WORK REQUEST — Your answer should be the lines of the data below that contain "mountain".

****************

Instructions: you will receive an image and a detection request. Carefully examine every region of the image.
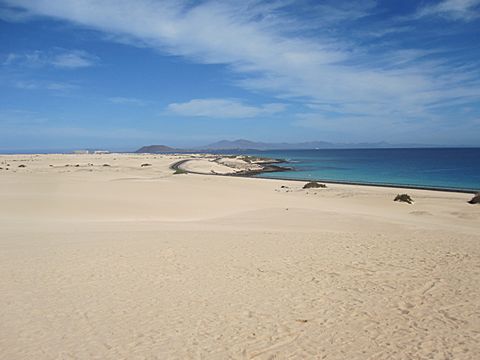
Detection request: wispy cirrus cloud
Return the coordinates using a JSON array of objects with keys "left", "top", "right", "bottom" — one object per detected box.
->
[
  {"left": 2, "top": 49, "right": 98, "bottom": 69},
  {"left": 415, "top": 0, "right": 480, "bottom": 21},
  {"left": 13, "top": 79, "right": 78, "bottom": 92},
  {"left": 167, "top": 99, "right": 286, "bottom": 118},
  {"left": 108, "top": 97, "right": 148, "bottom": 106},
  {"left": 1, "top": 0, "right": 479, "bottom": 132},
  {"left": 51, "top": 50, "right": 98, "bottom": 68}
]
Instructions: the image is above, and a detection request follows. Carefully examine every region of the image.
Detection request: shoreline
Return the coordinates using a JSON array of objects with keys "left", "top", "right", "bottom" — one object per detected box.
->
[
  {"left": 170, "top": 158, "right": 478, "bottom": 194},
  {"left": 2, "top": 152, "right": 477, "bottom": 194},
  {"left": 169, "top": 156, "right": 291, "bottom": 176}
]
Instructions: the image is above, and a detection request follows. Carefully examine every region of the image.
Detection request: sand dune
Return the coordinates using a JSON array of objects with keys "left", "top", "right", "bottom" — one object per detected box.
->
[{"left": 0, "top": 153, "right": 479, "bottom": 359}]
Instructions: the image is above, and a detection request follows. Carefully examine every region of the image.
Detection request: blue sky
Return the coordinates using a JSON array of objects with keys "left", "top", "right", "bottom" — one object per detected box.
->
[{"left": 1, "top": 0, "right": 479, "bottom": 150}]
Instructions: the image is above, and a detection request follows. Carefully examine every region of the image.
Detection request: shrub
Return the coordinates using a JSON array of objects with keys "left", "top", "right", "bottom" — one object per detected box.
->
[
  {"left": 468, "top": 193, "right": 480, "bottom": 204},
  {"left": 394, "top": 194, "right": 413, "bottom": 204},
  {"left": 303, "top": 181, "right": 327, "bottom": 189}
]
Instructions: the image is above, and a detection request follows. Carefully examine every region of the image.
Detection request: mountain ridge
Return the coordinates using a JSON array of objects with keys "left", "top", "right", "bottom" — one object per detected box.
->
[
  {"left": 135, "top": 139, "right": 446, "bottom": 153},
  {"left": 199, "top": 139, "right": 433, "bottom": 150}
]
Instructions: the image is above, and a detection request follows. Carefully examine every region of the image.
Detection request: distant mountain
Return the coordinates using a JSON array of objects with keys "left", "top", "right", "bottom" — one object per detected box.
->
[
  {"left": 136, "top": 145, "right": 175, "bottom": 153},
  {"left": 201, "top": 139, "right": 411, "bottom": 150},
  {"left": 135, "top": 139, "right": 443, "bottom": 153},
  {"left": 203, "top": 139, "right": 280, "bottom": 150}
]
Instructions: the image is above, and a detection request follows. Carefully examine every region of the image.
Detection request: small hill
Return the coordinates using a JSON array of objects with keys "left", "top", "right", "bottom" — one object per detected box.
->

****************

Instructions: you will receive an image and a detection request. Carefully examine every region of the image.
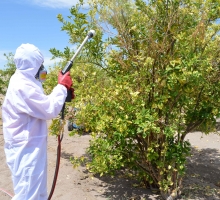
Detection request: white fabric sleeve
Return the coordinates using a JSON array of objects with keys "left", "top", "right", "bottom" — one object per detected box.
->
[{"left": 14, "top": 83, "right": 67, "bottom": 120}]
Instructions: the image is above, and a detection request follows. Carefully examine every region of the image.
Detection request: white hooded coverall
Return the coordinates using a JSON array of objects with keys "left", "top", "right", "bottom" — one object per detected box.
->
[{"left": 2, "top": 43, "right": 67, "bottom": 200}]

****************

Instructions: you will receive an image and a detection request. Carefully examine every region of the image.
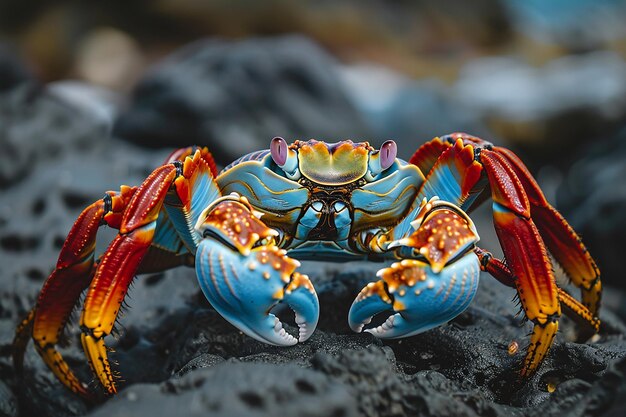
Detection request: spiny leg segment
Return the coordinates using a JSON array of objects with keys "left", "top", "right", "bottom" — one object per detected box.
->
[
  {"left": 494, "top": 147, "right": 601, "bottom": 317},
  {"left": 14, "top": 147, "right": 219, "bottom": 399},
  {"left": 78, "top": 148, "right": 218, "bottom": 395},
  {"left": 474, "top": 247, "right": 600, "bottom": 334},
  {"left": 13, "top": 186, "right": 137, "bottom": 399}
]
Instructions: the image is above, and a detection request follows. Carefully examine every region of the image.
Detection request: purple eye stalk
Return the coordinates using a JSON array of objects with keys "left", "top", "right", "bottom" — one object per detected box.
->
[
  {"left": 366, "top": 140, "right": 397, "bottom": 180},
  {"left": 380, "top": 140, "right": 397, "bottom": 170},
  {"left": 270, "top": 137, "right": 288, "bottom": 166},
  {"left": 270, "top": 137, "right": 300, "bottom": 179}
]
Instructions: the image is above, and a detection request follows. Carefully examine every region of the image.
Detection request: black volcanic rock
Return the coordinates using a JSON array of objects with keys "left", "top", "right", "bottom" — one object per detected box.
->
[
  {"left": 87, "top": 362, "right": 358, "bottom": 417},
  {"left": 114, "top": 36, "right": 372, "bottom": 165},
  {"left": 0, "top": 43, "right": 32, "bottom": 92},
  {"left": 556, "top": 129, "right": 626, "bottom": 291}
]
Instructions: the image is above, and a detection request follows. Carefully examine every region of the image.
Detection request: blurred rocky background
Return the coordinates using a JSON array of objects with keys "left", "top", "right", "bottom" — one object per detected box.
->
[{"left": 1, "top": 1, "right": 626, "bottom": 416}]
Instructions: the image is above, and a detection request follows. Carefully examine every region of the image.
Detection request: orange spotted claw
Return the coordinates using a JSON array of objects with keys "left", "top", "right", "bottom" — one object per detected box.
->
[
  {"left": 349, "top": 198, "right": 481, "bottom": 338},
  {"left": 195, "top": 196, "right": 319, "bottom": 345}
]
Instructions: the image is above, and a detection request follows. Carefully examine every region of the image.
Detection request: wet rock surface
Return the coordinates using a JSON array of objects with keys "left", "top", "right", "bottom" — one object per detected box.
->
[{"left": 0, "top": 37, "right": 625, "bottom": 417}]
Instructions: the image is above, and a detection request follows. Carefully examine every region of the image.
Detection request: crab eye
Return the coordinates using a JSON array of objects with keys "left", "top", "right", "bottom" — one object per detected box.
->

****************

RESULT OF THE EXERCISE —
Detection request: mountain ridge
Detection request: distant mountain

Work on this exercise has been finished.